◆ TEXTE FOURNI
----------------------------------------

Le système immunitaire, dont les mécanismes sont fortement conservés chez tous les humains et les animaux qui nous sont proches évolutivement, est constitués de milliers de composants qui, ensemble, travaillent à protéger notre organisme des dangers qu’il peut rencontrer. Toutefois, il existe des différences subtiles selon les individus… Par exemple, pourquoi certaines personnes ne réagissent pas à certains vaccins ?

Quelle est la part de génétique ?

Dans un article intéressant, Brodin et ses collaborateurs, en 2015, ont étudié des jumeaux monozygotes et dizygotes (façon péteuse de dire vrais et faux jumeaux) et comment leurs systèmes immunitaires réagissent à un même stimulus. Si l’ensemble des facteurs qui régissent la réponse immunitaire est génétique, on devrait avoir des réponses strictement identiques chez les vrais jumeaux et on peut estimer qu’on s’attend à avoir des réponses 50% similaires chez de faux jumeaux… Or il semble que ce ne soit pas le cas.Une seringue vaccinale

Sur les différents paramètres étudiés, incluant notamment la fréquence des différentes cellules immunitaires, les cytokines (des SMS entre cellules immunitaires) et autres protéines immunitaires retrouvées dans le sang, cette équipe a trouvé que les trois quarts des paramètres sont dominés par des facteurs « non héritables » et, dans un peu plus de la moitié des cas, ils n’ont même pas détecté de d’influence de la génétique.
Par ailleurs, les systèmes immunitaires de jumeaux âgés se ressemblent moins que ce de deux jumeaux jeunes, suggérant que les paramètres peuvent diverger de plus en plus au long de la vie des personnes étudiées.
Bien que les conclusions définitives que l’on puisse tirer de cette étude soient limitées, elle soulève plusieurs points intéressants…

Des facteurs génétiques, oui mais lesquels ?

On va toucher un peu à de l’immunologie de niveau université ici, mais pas de panique, tout sera simplement expliqué, ce sera facile à comprendre.

Quand la détection est moins efficace

Une réponse immunitaire est une cascade d’évènements ultra-complexes qui s’affectent mutuellement. Lorsqu’un pathogène pénètre votre organisme lors d’une coupure de la peau, dans vos poumons lorsqu’un voisin vous éternue à la figure dans le bus ou après une injection vaccinale, des cellules spécialisées dites « présentatrices d’antigènes » vont prélever ce pathogène, le découper en morceaux et en montrer les différents antigènes au reste du système immunitaire. Pour montrer ces antigènes, ces cellules vont les mettre sur des sortes de vitrines appelées « complexe majeur d’histocompatibilité de type 2 » ou CMHII pour les intimes, et les gènes qui les codent s’appellent HLA chez l’humain. Seulement voilà, il n’y a pas deux personnes ici-bas qui ont la même vitrine. Nous possédons tous des CMHII différents par brassage génétique (mélange de ceux de papa et maman qui n’ont déjà pas les mêmes) et parce qu’il existe de nombreuses mutations, même très petites, qui sont fréquentes dans la population et que l’on appelle « polymorphismes ».

----------------------------------------

[Données de localisation par point, une par instance]
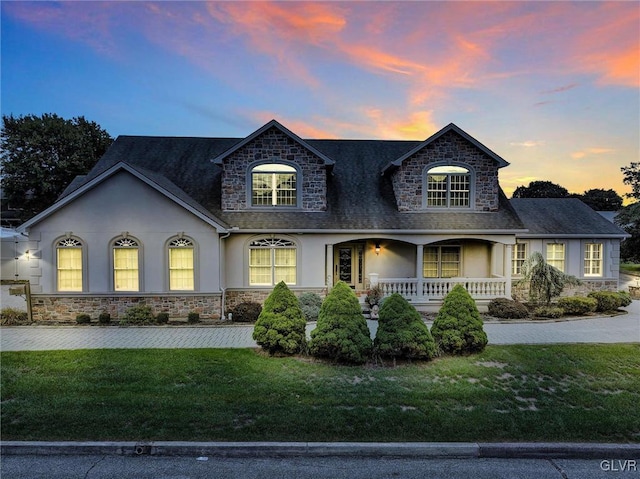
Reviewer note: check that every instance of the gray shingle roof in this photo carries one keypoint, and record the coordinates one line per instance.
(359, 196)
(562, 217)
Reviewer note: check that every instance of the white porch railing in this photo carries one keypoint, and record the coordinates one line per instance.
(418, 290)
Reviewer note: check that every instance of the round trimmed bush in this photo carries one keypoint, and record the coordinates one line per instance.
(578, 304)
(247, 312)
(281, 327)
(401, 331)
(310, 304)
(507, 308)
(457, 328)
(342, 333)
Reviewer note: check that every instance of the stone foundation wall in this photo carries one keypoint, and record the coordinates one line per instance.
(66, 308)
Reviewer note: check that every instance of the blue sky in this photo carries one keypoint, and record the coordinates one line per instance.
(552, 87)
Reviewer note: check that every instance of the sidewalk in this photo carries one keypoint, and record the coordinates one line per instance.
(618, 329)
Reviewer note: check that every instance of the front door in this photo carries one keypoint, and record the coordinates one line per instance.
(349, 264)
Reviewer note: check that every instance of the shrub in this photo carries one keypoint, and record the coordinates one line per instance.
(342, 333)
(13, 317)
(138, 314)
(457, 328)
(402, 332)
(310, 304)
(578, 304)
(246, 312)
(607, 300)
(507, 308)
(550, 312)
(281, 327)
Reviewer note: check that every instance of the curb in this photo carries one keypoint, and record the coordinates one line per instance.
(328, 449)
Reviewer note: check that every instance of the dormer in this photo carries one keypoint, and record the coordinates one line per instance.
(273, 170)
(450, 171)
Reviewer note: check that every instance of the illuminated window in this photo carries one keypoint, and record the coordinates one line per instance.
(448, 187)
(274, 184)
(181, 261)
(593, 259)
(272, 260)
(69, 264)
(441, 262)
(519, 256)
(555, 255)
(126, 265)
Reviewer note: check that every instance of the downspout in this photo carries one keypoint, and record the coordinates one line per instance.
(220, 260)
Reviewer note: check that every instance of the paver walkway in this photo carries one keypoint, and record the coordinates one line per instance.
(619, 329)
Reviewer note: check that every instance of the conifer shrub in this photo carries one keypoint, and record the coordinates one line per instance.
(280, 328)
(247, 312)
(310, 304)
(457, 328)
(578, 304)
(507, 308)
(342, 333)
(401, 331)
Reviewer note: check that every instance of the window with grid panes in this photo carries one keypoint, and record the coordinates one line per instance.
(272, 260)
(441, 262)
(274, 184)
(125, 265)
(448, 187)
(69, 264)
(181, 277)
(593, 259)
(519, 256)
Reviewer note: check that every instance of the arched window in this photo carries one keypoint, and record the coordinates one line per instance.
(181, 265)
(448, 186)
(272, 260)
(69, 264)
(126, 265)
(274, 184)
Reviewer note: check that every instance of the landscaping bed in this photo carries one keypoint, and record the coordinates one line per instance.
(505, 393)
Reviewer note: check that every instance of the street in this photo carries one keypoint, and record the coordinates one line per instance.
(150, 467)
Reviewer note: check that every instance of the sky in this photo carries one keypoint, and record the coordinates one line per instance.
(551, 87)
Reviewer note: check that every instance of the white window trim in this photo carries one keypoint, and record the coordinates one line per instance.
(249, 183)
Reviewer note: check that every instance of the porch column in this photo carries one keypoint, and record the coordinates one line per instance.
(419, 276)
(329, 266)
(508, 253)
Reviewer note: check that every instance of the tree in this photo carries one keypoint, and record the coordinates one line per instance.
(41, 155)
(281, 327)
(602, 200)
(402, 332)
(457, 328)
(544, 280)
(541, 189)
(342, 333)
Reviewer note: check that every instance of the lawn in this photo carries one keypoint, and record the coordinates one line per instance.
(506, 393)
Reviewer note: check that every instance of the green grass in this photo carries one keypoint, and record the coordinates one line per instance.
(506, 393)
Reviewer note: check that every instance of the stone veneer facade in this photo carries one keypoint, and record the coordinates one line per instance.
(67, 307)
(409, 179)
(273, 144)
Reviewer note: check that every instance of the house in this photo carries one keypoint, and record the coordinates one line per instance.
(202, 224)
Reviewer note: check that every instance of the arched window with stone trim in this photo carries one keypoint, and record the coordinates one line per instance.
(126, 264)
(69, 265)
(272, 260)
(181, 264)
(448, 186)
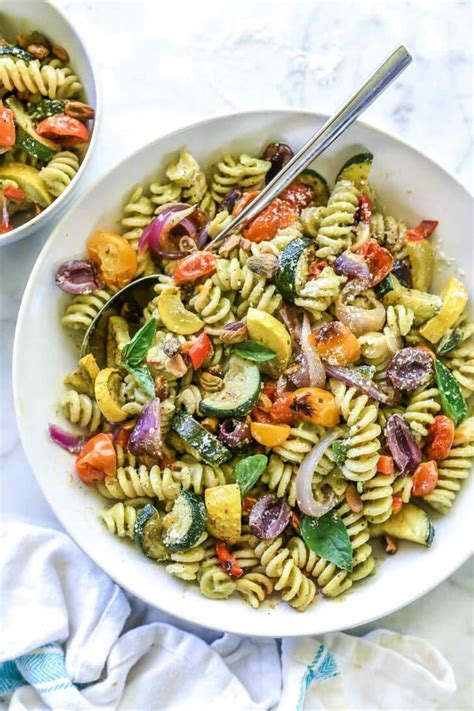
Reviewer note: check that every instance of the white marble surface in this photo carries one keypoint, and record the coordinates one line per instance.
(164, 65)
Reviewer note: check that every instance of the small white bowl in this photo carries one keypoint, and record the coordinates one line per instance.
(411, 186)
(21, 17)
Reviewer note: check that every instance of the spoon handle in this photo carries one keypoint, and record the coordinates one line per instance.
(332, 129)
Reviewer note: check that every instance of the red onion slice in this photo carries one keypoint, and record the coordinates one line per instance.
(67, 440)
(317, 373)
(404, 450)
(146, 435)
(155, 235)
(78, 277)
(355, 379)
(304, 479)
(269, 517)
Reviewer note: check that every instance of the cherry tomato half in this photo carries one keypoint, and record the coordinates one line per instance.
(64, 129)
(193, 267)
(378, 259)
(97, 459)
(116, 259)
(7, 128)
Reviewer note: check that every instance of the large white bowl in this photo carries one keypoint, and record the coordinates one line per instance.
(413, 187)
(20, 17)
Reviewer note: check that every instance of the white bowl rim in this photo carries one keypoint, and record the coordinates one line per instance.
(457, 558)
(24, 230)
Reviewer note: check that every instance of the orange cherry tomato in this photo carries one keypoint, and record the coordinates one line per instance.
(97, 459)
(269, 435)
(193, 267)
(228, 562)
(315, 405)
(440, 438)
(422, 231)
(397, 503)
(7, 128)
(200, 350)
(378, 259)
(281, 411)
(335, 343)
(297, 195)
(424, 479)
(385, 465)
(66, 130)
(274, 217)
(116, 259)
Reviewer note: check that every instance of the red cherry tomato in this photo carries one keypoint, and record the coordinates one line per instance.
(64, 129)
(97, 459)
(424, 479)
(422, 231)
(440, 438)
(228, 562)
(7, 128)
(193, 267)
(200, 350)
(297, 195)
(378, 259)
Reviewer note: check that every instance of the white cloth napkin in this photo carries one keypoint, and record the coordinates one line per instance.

----------------------------------------

◆ TÂCHES À RÉALISER
1/ Répondez brièvement à ces questions sur le texte sur le système immunitaire :
(a) En quelle année Brodin et ses collaborateurs ont-ils publié leur étude sur les jumeaux ?
(b) Quelle proportion des paramètres étudiés est dominée par des facteurs « non héritables » ?
(c) Comment s'appellent chez l'humain les gènes qui codent le CMHII ?
2/ Reprenez le texte sur le système immunitaire après sa dernière phrase et poursuivez-le.
Ces lignes n'ont aucun lien avec le texte sur le système immunitaire.

◆ RÉPONSES DANS L'ORDRE
1/
(a) En 2015.
(b) Les trois quarts.
(c) HLA.

2/
Le fait de tous avoir des CMHII différents implique qu’ils n’ont pas tous la même facilité à montrer tous les antigènes. Je peux, par exemple, mieux présenter un antigène de la rougeole, et vous un antigène de la grippe. Au niveau de l’espèce, c’est très utile, tous avoir des vitrines différentes diminue fortement la chance qu’une bactérie ou un virus parvienne à tous nous tuer. Au niveau de l’individu, cela peut signifier que vous résisterez mieux à la grippe, et moi à la rougeole.

Plusieurs études ont montré qu’en fonction de vos HLA, vous répondrez mieux, ou moins bien, voire pas du tout à certains vaccins comme celui de la grippe, de la rougeole, de la variole ou encore de l’hépatite B.

Quand ça ne capte pas

Admettons que vos cellules présentatrices d’antigènes aient fait leur job et que votre système immunitaire soit maintenant au courant qu’un ennemi est dans la place et que le branle-bas de combat doive être sonné.

Afin que toutes les branches du système immunitaire communiquent entre elles, non seulement pour que certaines cellules donnent des ordres aux autres, mais aussi pour indiquer où se trouve le danger et pour se concerter sur les tactiques à mettre en place pour vaincre au mieux l’envahisseur, de nombreux messagers vont être envoyés dans la circulation sanguine. On les appelle des cytokines, et il s’agit de molécules qui vont être émises par une cellule et vont aller se fixer sur le récepteur à la surface d’autres cellules pour leur délivrer un message.

Ces cytokines, il en existe énormément. Certaines agissent sur plusieurs récepteurs, certains récepteurs sont communs à plusieurs cytokines, c’est tout un système extrêmement complexe et pourtant très organisé qui va orienter la réponse immunitaire, la renforcer dans la période critique, la calmer une fois le danger passer et même stimuler la réparation des tissus.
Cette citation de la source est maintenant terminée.